◆ **Records from a data source**
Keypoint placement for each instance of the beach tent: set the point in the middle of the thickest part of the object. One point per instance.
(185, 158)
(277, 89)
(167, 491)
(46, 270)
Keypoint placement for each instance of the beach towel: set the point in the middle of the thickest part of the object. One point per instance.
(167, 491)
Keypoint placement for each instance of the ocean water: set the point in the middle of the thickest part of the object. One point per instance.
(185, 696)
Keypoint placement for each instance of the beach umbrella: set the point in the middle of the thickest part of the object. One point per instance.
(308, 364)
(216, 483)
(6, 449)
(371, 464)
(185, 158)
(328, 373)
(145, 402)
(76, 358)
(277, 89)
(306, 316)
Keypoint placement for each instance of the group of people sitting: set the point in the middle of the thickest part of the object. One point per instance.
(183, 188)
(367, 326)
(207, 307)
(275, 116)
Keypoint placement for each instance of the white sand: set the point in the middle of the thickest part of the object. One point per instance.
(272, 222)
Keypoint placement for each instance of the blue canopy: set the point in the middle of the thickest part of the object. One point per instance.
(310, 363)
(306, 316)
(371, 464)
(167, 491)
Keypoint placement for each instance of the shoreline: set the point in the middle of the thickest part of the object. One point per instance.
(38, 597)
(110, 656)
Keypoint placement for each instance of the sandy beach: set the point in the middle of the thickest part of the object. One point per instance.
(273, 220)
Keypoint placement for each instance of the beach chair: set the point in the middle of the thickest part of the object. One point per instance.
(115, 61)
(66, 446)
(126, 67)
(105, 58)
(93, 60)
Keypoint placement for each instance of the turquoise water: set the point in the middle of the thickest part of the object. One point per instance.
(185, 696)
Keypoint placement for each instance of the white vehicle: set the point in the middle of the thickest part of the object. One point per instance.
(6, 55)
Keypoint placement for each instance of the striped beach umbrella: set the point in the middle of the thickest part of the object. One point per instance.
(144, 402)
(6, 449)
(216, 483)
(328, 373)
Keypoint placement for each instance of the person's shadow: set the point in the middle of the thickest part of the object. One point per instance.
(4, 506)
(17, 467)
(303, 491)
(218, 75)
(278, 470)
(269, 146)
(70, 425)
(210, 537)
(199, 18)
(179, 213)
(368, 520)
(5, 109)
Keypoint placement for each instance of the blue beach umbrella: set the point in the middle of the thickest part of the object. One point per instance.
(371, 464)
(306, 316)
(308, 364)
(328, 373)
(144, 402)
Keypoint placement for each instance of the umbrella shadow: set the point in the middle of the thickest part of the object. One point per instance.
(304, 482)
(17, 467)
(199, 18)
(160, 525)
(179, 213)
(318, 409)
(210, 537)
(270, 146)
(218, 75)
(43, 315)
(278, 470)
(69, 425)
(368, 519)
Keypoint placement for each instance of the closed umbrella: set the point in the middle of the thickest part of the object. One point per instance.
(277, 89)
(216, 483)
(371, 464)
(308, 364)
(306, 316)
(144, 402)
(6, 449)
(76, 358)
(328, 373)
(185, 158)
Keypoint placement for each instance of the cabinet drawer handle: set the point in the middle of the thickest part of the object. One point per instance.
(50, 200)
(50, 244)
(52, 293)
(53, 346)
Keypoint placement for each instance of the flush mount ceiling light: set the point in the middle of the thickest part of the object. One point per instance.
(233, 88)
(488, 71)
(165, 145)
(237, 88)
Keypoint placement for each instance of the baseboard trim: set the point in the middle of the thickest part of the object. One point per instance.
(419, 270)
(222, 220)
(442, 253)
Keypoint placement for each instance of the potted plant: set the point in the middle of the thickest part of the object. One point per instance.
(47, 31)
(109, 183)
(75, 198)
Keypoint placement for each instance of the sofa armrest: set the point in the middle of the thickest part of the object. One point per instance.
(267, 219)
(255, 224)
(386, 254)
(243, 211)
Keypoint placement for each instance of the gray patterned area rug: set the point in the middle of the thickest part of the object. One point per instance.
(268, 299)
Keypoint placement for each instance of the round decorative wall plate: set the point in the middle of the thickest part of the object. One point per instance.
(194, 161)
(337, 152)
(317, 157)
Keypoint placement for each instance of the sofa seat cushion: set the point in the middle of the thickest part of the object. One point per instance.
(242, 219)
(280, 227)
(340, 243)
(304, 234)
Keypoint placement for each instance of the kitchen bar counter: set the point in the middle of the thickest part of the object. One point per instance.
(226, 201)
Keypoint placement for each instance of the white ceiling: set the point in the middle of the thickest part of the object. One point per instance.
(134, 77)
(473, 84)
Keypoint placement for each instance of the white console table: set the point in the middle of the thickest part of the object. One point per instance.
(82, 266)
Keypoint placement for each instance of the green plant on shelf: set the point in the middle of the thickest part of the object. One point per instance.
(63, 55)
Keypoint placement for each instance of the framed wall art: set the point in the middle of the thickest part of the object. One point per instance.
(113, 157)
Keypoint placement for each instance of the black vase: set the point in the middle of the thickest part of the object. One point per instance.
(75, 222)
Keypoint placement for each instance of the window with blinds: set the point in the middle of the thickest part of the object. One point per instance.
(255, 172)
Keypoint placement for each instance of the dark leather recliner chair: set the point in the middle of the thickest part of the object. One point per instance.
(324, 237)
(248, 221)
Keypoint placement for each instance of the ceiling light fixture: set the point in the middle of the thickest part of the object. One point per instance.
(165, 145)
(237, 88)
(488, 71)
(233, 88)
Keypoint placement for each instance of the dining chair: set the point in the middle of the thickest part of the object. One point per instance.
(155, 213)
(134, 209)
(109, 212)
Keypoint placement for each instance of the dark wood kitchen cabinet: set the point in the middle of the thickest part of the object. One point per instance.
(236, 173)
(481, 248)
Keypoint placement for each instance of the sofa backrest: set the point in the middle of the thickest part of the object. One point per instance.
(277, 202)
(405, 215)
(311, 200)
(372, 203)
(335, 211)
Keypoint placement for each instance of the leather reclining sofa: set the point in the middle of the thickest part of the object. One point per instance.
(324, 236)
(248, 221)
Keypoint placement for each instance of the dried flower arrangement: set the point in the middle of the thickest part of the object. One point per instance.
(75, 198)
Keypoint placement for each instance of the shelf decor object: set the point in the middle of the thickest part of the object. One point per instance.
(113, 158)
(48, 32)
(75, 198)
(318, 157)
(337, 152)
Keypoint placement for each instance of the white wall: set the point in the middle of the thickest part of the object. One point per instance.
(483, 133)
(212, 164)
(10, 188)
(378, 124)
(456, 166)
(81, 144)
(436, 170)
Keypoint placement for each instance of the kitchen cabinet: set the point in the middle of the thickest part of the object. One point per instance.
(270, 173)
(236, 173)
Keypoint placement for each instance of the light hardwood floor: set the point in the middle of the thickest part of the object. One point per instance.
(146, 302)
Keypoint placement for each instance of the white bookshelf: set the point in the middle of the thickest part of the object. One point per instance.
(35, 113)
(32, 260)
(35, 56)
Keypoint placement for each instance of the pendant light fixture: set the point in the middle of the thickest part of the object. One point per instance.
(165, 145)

◆ **Assignment**
Your task is to copy every record exactly.

◆ **Worked solution**
Keypoint placement for each instance of the beach tent: set the point in the middle of the thickest part of the object. One point per instance.
(185, 158)
(277, 89)
(167, 491)
(46, 270)
Keypoint placement for each instance of the beach towel: set the point in the middle of the thickest part of the object. One point per instance.
(167, 491)
Keypoint placement for each instance of the ocean water: set the point in the middle of the thickest part of the object. One point per instance.
(185, 696)
Keypoint placement for each instance of the beach umbrella: set the point in the middle of the thickest part of the object. One point per instance.
(308, 364)
(216, 483)
(6, 449)
(371, 464)
(185, 158)
(328, 373)
(145, 402)
(76, 358)
(277, 89)
(306, 316)
Keypoint placement for each instance of the group of people sitting: set the point in the middle of the thickest part of the object. One point per instance.
(183, 188)
(367, 326)
(207, 307)
(275, 116)
Keypoint placement for each instance of the white sand: set the point in the middle of the thickest part of the object. One point per instance.
(272, 222)
Keypoint placement for each instance of the blue canopy: set the point in the middle of the thickest part of the object. One point per instance.
(310, 363)
(306, 316)
(371, 464)
(167, 491)
Keypoint placement for each instance of the shoreline: set the point in the middle of the thickest part of the object. One point per instance.
(38, 597)
(110, 656)
Keypoint placement for each instance of the sandy beach: set the point in the middle of the thickest part of the object. One point per instance.
(273, 220)
Keypoint placement for each instance of the beach chair: set the point in the middle of the thickest part of the object. One point per instance.
(115, 61)
(66, 446)
(126, 67)
(105, 58)
(93, 60)
Keypoint placement for each instance of the turquoise water: set the point in the middle of the thickest part of the object. One point per instance.
(185, 696)
Keypoint placement for each instance of the white vehicle: set the point in the middle of the thickest part of the object. One point per instance.
(6, 55)
Keypoint placement for each instance of the striped beach umbrella: set the point in the middle of the thickest part of the object. One point per instance.
(144, 402)
(6, 449)
(216, 483)
(328, 373)
Keypoint placement for each instance of the person's shadow: set the point in the middle of the thickest part of the object. One point per instance.
(4, 506)
(17, 467)
(303, 491)
(218, 75)
(278, 470)
(269, 146)
(70, 425)
(210, 537)
(199, 18)
(179, 213)
(368, 520)
(5, 109)
Keypoint placement for each instance of the blue beach umbrella: set the point in the middle of the thickest part of the object. One point per instance.
(371, 464)
(306, 316)
(308, 364)
(328, 373)
(144, 402)
Keypoint placement for each instance of the umbrella shadow: set the point in the middle of the thickest part of the object. One point per instance.
(304, 482)
(17, 467)
(199, 18)
(160, 525)
(179, 213)
(318, 409)
(210, 537)
(270, 146)
(218, 75)
(43, 315)
(278, 470)
(69, 425)
(368, 519)
Keypoint placement for each instance of the closed umbrella: set the point in the middle of the thickest part of the object. One point per instance.
(277, 89)
(216, 483)
(371, 464)
(308, 364)
(306, 316)
(144, 402)
(6, 449)
(76, 358)
(328, 373)
(185, 158)
Keypoint placement for each instance of the cabinet drawer handle: set the point in the middle of the thickest part of the object. One point per instance.
(50, 200)
(50, 244)
(52, 293)
(53, 346)
Keypoint placement for each instance of the flush mount ceiling light: set the point in the middle of the thickest part of the object. One point per instance.
(233, 88)
(488, 71)
(165, 145)
(237, 88)
Keypoint placement for each instance of the baseboard trim: set the point in the middle of the thickest part of the object. One point per instance.
(419, 270)
(222, 220)
(442, 253)
Keypoint placement for each instance of the potted plant: set the point in the middle of the thickest part of the object. One point per instance.
(47, 31)
(109, 183)
(75, 198)
Keypoint placement for each instance of the sofa armrest: set the point in the middle of the thickest part of the object. One point per instance.
(267, 219)
(255, 224)
(386, 254)
(243, 211)
Keypoint placement for each instance of the gray patterned area rug: set the point in the middle of the thickest part of the object. One point per instance.
(268, 299)
Keypoint placement for each instance of the round decorative wall plate: set the point in the middle of the thickest part of the object. One point per instance.
(194, 161)
(337, 152)
(317, 157)
Keypoint placement for each instance of the sofa seat cushion: set the point in the middle of the thickest part of the object. One point per instance.
(242, 219)
(280, 227)
(340, 243)
(304, 234)
Keypoint placement for each instance of the kitchen bar counter: set the point in the middle of the thickest part of the object. One point per instance.
(226, 201)
Keypoint placement for each instance of the white ceiling: set the point in the middle of the thickest part of the object. One point per instance.
(134, 77)
(473, 84)
Keypoint placement for each instance of the white console table: set the point in the middle of the thickest part of the object. One point per instance.
(82, 266)
Keypoint placement for each instance of the green plant on shelf: set the point in the middle of the thickest part of the object. One point per instance.
(63, 55)
Keypoint placement for each instance of the framed wall art: set the point in the middle of the thickest part of the object. One point per instance.
(113, 157)
Keypoint placement for each instance of the black vase: set the point in the middle of the thickest part of the object. One point per instance.
(75, 222)
Keypoint placement for each instance of the window with blinds: set the point in the middle of the thickest part of the object. One point per instance.
(255, 172)
Keypoint placement for each instance of the dark leather recliner chair: set the point in the middle of the thickest part of the object. One point per instance.
(324, 237)
(248, 221)
Keypoint placement for each instance of the ceiling light fixture: set the point in the middle of the thickest part of the object. One point per instance.
(165, 145)
(237, 88)
(488, 71)
(233, 88)
Keypoint placement for each instance of the dining chair: set the point in the middle of the thickest part of the object. One point per instance.
(155, 213)
(134, 209)
(109, 212)
Keypoint placement for each instance of the dark wood kitchen cabinet: set the point in the middle of the thickest part of the object. One point per instance.
(236, 173)
(481, 248)
Keypoint placement for each instance of the sofa backrest: set the point in the middle of the thickest part of the object. One point per instance.
(277, 202)
(405, 215)
(311, 200)
(372, 203)
(335, 211)
Keypoint placement for each instance of the leather reclining sofa: set the point in the middle of the thickest part of the object. One point per instance.
(324, 236)
(248, 221)
Keypoint placement for each instance of the dried flower arrangement: set the point in the middle of the thickest part of the object. One point per instance.
(75, 198)
Keypoint placement for each instance of the shelf decor object: set the point in the middle of the thickest part of the object. One point per instance.
(113, 158)
(48, 32)
(75, 198)
(318, 157)
(337, 152)
Keypoint placement for each instance of the white wall: set the point in the middle of the thickest part of the object. One point per instance.
(483, 133)
(212, 164)
(10, 188)
(378, 124)
(456, 166)
(81, 144)
(436, 170)
Keypoint placement for each instance of the kitchen cabinet: set the point in the middle of the thickest part of the object. One point per instance.
(270, 173)
(236, 173)
Keypoint placement for each instance of the light hardwood floor: set the point in the middle of the thickest part of the object. One point per instance.
(146, 302)
Keypoint placement for each instance of the white bookshelf: set the point in the middle of the thickest part of the object. One point per instance.
(35, 113)
(32, 260)
(35, 56)
Keypoint placement for each instance of the pendant light fixture: set the point in the middle of the thickest part of the object. One point per instance.
(165, 145)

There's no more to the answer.